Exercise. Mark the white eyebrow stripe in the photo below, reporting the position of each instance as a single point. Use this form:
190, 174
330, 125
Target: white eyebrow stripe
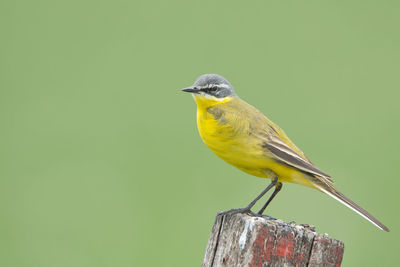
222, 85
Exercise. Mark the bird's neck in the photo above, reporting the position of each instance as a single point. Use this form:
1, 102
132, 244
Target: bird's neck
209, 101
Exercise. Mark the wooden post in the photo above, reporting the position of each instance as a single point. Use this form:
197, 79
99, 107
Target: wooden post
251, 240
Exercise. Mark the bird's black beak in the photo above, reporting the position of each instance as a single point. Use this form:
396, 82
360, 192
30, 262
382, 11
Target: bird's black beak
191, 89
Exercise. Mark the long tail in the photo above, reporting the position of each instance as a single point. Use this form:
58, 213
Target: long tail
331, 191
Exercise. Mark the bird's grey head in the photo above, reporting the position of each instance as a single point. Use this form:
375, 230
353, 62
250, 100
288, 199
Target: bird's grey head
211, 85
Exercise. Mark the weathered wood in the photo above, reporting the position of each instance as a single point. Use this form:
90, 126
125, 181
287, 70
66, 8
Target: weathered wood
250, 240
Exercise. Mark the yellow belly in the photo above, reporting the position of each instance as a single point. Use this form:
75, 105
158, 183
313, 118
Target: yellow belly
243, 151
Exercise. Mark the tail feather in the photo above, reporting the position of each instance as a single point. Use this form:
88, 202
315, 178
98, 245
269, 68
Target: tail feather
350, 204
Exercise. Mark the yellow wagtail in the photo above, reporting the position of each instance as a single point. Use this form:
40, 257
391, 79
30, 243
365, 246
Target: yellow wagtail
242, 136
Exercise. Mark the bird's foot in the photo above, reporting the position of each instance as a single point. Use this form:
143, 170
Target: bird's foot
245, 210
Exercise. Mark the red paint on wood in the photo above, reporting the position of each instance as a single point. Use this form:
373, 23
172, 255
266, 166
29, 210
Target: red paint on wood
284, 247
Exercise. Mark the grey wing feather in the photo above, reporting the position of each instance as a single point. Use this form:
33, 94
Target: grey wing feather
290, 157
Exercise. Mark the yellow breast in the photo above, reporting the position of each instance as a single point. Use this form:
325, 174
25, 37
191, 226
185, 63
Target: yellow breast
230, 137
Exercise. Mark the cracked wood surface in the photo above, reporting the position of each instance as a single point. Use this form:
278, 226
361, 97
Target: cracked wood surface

# # #

TASK DESCRIPTION: Please report all lines in the entries where "surface" appears.

TASK ANSWER:
Exercise. Mark the cracked wood surface in the photo above, reporting the position of each instance as a single point. Use this form:
Target: cracked wood surface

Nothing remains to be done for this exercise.